## GIVEN TEXT

******************************

Securities and Exchange Commission v. Van Horn
Decision Date | 14 December 1966 |
Docket Number | No. 15470.,15470. |
Parties | SECURITIES AND EXCHANGE COMMISSION, Plaintiff-Appellee, v. G. N. VAN HORN, Bert Chesnut and Commercial Capital Corporation, Defendants-Appellants. |
Court | U.S. Court of Appeals — Seventh Circuit |
COPYRIGHT MATERIAL OMITTED
John J. Enright, Chicago, Ill., Arvey, Hodes & Mantynband, Chicago, Ill., of counsel, for appellants.
Philip A. Loomis, Jr., David Ferber, Sol., Ellwood L. Englander, Asst. Gen. Counsel, Leonard S. Machtinger, Joan H. Saxer, Attys., S. E. C., Washington, D. C., John I. Mayer, S. E. C., Chicago, Ill., Richard P. Stein, U. S. Atty., Indianapolis, Ind., for appellee.
Before HASTINGS, Chief Judge, MAJOR, Senior Circuit Judge, and CASTLE, Circuit Judge.
This appeal is from an order entered July 12, 1965, by the District Court for the Southern District of Indiana, in an action for an injunction brought by the Securities and Exchange Commission (SEC), pursuant to Sec. 20(b) (15 U.S. C.A. § 77t(b)), alleging violations of Secs. 17(a) and 5(a) and (c) of the Securities Act of 1933 (15 U.S.C.A. § 77q (a) and 15 U.S.C.A. § 77e(a) and (c)) (sometimes referred to as the Act). The order was directed at seventeen defendants (seven firms and ten individuals), of which only Commercial Capital Corporation (CCC), its president, G. N. Van Horn, and its secretary, Bert Chesnut, appeal. (These appellants will be referred to as such to distinguish them from other defendants.) The individual appellants by stock ownership controlled CCC.
The complaint consisted of four counts. Count 1 charged appellants and eleven other defendants with the fraudulent sale of stock of Air and Space Underwriters, Inc. (ASU) under Sec. 17(a); Count 3 charged appellants with the fraudulent sale of CCC stock under the same anti-fraud section, and Count 4 charged appellants with selling and delivering unregistered ASU stock in violation of Sec. 5. Appellants were not named in Count 2, hence it is not here involved.
After a lengthy hearing the District Court (Judge Dillin) made findings of fact, conclusions of law and entered the order under attack, preliminarily enjoining appellants and other defendants.

******************************

## MATERIAL SUPPLIED
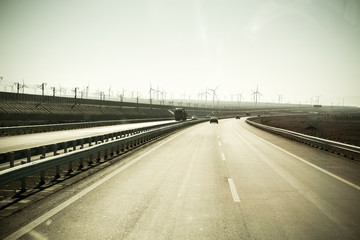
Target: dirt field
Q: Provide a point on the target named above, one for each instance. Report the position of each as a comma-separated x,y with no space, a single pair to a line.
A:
341,128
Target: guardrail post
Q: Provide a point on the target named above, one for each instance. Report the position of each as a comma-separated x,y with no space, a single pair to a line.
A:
70,170
117,149
43,153
105,154
23,181
112,152
55,149
74,145
11,159
42,178
90,159
65,147
57,174
81,165
98,158
28,155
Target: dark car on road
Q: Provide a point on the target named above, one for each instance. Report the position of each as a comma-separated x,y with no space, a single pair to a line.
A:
214,120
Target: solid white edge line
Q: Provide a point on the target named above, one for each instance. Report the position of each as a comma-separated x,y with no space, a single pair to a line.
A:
27,228
308,163
233,190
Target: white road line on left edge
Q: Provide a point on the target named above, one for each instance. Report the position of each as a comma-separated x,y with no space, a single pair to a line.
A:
27,228
233,190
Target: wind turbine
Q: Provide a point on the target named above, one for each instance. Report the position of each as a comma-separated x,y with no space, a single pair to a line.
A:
214,92
110,92
151,89
256,94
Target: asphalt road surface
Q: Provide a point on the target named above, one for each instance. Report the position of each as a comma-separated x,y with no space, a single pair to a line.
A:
209,181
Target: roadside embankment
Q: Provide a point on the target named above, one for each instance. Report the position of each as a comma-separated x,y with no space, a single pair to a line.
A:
338,127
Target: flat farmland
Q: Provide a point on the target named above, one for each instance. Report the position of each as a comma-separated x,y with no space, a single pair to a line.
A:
341,128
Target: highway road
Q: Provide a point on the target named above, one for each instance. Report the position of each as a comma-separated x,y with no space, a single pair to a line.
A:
13,143
209,181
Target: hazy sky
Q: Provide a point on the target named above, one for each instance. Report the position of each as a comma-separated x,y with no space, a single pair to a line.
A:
298,48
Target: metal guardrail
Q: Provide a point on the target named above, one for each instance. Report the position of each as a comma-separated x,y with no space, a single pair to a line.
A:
45,149
349,151
16,130
105,149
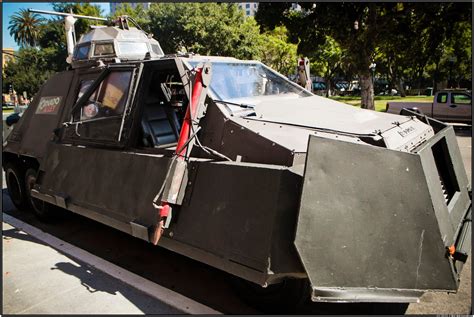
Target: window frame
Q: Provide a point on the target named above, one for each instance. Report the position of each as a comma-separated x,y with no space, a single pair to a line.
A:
453,101
441,94
85,97
78,47
123,119
114,53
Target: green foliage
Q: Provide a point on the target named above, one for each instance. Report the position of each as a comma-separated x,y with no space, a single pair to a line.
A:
29,71
24,27
138,14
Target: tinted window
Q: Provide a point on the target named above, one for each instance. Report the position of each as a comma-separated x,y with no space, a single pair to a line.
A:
462,99
104,49
442,98
85,84
108,99
156,49
232,80
82,52
133,48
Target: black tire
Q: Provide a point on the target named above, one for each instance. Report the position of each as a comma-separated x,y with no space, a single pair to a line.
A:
279,298
42,210
14,177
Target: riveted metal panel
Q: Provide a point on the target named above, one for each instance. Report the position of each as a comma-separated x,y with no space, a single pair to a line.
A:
367,222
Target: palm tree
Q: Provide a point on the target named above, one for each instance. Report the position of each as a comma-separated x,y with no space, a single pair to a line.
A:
24,26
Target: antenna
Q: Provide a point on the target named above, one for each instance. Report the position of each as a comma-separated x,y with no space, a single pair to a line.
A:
69,21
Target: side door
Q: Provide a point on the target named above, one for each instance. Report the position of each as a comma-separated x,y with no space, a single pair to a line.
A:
440,106
460,107
101,107
89,170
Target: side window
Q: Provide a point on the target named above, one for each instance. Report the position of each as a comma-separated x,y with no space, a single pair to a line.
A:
101,49
442,98
460,99
82,52
85,84
107,100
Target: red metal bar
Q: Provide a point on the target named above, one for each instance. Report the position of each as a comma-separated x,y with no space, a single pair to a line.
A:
184,135
183,138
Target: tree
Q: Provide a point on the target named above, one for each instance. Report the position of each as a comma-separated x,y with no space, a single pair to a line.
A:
24,27
277,52
404,38
327,61
28,72
137,13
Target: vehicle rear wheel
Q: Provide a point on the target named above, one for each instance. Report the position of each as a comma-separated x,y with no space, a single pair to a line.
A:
16,185
280,298
43,210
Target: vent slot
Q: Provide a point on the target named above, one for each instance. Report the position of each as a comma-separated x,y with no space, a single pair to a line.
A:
444,165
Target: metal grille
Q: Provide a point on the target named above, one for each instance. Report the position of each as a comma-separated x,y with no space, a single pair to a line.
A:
444,165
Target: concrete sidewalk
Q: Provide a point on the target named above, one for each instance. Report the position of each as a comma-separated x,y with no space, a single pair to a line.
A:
38,279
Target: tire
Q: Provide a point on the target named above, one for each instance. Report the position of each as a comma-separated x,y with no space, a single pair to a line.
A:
42,210
14,177
278,298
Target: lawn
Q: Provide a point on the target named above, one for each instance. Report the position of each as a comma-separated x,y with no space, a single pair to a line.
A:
381,101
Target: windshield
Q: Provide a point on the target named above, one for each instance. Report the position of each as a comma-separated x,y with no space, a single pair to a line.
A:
237,80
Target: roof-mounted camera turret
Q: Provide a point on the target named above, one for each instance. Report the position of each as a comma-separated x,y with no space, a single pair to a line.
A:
114,42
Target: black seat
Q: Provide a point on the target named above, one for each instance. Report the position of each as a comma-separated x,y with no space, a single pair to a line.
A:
161,124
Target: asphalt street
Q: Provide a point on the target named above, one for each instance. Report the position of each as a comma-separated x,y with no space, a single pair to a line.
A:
210,286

******************************

## DIRECTION
According to the court opinion on the Van Horn case, on what date did the district court enter the order that is being appealed?

## RESPONSE
July 12, 1965